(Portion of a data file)
--------------------

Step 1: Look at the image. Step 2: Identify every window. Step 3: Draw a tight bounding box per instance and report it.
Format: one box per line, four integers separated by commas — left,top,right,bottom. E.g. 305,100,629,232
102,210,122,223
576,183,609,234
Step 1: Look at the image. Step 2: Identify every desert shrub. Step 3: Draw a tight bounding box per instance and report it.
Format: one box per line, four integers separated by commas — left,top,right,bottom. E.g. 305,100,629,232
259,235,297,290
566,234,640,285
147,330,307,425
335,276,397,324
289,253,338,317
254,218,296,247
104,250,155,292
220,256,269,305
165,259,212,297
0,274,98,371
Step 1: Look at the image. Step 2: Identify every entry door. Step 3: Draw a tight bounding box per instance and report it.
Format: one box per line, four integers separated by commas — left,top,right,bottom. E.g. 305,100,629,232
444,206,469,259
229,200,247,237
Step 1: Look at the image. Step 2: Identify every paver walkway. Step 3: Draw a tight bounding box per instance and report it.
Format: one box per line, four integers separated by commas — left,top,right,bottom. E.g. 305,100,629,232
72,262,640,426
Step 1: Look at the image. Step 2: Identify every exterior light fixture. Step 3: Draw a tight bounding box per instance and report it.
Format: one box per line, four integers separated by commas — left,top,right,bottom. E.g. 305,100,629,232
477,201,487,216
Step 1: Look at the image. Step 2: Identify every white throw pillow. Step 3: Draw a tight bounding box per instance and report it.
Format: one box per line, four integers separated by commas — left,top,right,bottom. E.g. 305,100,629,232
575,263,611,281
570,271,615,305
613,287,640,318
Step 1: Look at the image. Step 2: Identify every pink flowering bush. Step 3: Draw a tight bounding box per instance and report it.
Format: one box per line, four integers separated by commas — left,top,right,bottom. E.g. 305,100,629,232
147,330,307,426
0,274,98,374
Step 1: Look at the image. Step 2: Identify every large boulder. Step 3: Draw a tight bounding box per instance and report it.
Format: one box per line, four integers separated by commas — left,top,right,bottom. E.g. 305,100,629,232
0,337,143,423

--------------------

TO DO: Write out all of the entries above again, reproducing each line without any change.

RIGHT ANSWER:
Step 1: Look at the image. Step 2: Identify every window. Step 3: Draw a tight bounding box per instance and report it.
Format: one box per line, four integers separated by commas — left,top,right,bottom. E.g. 305,100,629,232
102,210,122,223
576,183,609,234
Step 1: Look at the image. Step 2: Identify every desert shrub. Step 3: Draw a tight bounding box per instance and report it.
Format: one box per line, four integers separated by commas — left,top,right,bottom. E.g. 305,100,629,232
259,235,297,290
566,234,640,285
147,330,307,425
335,276,397,324
289,253,338,317
254,218,296,247
104,250,155,292
220,256,269,305
165,259,212,297
0,274,98,371
Step 1: Look at the image. Step 2: Identify every entry door. Step 3: Draw a tight bounding box per instance and report it.
Format: one box per line, four integers separated by commas — left,top,right,bottom. E.g. 305,100,629,232
444,206,469,259
229,200,247,237
Step 1: Look at the image. Step 2: Identify every paver walkway. Step 3: Draw a tight bounding box per instance and report it.
Format: one box per line, four integers separated by commas — left,top,right,bottom. E.g. 305,100,629,232
72,262,640,426
Step 1: Look at the image. Step 2: Identify every exterior light fixture. Step 3: Draw a tight bounding box per instance and report it.
Format: one box per line, four integers separated by commas — left,top,right,bottom. E.g. 305,100,629,232
477,201,487,216
Step 1: Look at the image. Step 2: Identify every white throw pillow. Step 3: Draw a tight bounding box per instance and report it.
Format: one box per line, four integers separated by commas — left,top,right,bottom. E.g. 305,100,629,232
575,263,611,281
570,271,615,305
613,287,640,318
Step 1: Look at the image. Step 2: Identify every pink flowering bush. Step 3: Draw a tight bounding box per instance and report it.
Format: one box per line, four integers separated by commas — left,top,right,bottom. E.g. 305,100,629,232
147,330,307,426
0,274,98,374
Step 1: Look at the image. Step 2: Identify every large boulder. Step 3: Draw a tight bounding box per instance and report it.
Format: one box per line, four integers separated by commas — left,top,right,bottom. E.g. 305,100,629,232
0,337,143,423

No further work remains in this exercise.